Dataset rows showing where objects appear

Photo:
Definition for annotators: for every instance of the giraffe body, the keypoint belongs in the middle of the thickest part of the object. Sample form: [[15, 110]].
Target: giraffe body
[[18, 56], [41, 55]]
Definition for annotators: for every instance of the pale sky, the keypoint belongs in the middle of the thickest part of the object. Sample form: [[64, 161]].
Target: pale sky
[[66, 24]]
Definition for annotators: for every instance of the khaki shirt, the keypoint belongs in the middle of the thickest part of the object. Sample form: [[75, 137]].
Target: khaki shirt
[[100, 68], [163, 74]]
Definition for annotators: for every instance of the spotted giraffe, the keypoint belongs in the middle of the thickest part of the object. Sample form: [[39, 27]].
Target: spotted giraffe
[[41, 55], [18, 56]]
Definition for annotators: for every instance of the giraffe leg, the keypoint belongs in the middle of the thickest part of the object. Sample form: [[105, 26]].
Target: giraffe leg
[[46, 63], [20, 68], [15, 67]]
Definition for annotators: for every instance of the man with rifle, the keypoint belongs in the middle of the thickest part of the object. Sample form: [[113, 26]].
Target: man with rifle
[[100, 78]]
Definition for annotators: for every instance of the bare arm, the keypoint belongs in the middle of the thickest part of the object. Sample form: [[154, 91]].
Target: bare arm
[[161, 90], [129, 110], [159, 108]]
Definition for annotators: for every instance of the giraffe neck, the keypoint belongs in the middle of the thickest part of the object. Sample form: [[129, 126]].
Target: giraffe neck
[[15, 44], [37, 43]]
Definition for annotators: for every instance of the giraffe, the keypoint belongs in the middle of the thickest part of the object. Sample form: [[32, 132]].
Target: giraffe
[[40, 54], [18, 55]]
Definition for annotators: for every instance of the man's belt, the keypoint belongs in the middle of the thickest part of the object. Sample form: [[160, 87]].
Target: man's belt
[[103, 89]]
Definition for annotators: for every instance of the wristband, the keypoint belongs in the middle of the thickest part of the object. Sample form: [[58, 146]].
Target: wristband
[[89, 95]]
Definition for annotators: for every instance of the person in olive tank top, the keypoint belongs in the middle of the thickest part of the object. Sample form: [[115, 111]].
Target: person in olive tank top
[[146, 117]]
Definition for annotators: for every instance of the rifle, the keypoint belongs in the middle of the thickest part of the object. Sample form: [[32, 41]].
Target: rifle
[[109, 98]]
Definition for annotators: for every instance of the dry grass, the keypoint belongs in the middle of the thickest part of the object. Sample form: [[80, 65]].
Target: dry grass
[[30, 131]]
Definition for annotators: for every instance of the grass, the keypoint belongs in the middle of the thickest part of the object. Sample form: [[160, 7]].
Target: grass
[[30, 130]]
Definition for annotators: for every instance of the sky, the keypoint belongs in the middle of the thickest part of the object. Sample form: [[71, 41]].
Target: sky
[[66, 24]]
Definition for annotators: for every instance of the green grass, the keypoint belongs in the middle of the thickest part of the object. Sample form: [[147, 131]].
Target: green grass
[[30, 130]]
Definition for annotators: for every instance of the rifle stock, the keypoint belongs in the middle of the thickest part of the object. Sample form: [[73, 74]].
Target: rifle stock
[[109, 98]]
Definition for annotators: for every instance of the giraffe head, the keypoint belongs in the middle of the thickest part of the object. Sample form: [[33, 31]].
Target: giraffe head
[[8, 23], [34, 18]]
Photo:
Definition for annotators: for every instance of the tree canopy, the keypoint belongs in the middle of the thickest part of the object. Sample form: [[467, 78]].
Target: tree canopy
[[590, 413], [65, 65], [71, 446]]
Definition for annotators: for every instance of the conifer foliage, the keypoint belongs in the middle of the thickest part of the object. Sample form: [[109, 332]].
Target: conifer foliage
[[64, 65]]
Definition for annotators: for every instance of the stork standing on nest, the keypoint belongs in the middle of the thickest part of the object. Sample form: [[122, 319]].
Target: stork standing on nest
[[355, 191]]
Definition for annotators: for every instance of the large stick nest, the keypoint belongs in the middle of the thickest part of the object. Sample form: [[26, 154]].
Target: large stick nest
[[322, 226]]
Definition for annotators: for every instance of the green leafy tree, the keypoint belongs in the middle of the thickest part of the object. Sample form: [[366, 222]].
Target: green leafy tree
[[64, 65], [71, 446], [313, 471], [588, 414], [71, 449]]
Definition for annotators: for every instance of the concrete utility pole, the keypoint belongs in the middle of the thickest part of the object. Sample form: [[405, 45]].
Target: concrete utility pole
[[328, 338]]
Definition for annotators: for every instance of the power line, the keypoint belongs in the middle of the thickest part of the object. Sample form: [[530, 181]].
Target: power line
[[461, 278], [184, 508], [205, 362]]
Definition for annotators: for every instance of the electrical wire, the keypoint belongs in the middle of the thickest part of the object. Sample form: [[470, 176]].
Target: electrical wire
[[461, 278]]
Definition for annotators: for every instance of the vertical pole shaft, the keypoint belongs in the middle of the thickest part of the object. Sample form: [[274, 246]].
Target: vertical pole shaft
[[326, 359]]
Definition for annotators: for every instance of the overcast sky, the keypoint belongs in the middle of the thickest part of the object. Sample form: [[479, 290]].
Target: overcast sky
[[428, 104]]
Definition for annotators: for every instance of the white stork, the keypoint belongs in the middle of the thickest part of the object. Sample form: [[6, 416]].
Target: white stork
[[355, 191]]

---

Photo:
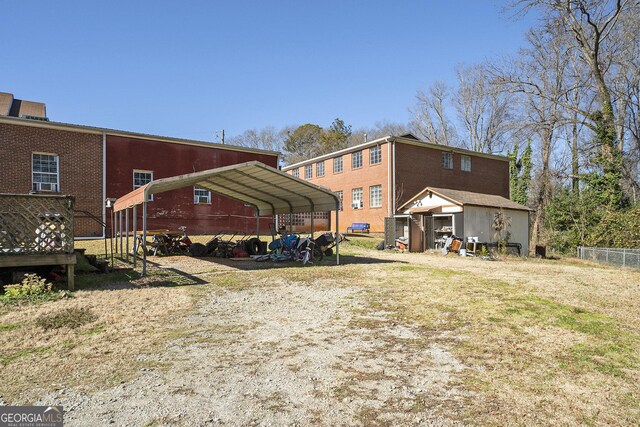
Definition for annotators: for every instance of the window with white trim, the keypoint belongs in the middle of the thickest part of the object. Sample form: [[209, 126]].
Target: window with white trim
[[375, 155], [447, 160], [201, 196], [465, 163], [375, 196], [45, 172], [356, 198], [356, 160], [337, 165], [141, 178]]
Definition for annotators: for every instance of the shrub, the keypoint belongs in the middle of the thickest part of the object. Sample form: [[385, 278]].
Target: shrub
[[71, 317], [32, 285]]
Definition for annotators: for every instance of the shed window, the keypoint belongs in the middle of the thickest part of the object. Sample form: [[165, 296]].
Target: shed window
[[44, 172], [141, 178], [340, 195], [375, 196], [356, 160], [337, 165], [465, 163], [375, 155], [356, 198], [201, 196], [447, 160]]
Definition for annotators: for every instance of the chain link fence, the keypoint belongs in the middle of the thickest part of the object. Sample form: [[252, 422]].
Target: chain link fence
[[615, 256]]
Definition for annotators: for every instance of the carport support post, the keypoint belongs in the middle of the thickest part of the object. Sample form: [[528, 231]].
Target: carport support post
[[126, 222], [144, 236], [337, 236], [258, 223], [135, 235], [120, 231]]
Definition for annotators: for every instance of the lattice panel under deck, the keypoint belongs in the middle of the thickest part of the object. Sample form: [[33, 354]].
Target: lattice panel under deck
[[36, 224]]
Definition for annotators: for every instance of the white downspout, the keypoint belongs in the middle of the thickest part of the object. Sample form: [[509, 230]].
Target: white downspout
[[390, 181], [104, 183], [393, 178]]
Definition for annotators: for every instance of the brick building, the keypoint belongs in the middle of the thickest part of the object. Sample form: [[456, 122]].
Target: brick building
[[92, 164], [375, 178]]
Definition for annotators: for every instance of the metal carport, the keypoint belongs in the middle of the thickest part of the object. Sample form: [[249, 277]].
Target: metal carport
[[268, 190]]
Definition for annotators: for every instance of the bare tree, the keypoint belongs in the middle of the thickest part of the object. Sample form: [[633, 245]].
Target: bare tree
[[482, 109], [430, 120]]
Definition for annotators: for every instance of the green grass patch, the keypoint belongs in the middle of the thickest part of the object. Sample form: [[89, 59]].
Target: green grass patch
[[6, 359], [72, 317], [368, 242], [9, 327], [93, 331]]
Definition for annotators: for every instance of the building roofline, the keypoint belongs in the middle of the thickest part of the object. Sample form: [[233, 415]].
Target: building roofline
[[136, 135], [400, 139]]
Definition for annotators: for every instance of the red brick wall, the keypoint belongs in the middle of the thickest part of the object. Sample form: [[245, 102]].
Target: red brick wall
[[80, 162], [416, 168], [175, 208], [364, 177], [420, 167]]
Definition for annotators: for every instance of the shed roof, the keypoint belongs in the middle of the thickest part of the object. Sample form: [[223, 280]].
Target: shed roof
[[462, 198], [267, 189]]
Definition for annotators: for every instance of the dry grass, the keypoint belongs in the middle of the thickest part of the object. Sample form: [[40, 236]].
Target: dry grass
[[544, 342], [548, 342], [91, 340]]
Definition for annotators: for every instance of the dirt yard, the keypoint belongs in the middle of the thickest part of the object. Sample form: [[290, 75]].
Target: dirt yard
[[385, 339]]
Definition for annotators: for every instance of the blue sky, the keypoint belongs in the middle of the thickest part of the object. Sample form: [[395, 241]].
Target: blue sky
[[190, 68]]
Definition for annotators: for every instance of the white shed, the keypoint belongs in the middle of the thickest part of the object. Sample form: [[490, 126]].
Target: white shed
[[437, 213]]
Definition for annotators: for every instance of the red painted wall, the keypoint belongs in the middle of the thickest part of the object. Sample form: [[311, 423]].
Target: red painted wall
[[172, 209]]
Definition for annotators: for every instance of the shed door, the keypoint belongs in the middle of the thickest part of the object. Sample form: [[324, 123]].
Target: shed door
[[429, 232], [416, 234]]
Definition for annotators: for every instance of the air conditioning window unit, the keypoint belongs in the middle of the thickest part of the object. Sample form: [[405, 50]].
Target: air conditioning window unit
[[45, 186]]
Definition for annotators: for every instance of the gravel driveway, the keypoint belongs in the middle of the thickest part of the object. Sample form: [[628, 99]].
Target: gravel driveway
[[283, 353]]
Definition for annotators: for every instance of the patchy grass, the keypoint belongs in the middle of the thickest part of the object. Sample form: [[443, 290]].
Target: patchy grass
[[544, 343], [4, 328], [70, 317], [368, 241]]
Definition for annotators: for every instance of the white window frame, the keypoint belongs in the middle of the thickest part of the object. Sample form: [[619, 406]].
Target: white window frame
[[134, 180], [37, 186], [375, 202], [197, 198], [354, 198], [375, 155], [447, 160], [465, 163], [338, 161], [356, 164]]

**Stated exercise:** Copy the listing lines unchanged, from the line that contains "Definition for annotators: for every instance of the building" through the line that contains "[[136, 135], [400, 139]]", including both of those lines.

**Written reply:**
Definition for annotators: for every instance of the building roofline, the keypoint belongs in the middle of the thickest part of the object. Sample form: [[233, 415]].
Target: building roofline
[[136, 135], [400, 139]]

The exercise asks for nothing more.